_Challenge:_ Starting with the line that contains "In this exercise you will find the snowy" and going on through the last of the lines, reproduce each of those lines in full, leaving none out, and shift every coordinate in the answers by adding 125 to it.
+-------+
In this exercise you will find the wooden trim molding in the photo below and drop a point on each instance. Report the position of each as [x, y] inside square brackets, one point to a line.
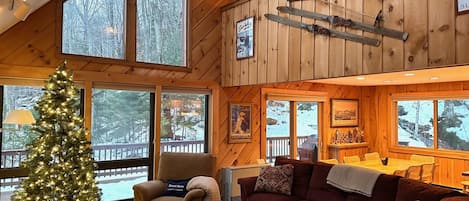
[130, 41]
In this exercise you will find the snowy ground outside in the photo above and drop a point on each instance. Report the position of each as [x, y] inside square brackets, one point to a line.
[426, 117]
[113, 187]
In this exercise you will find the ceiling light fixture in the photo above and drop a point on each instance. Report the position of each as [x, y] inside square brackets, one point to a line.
+-------+
_Answer:_
In this exercise you will find the snowy ground outside in the photo above and drop a point on each instance. Report the position of each as [x, y] inside square brackets, one point to a line.
[551, 242]
[238, 312]
In this exercise you will find the ceiling light fixture in the photo above and drop a point on each instance. Report the position of each as [x, y] inside square brackets, one point to a line.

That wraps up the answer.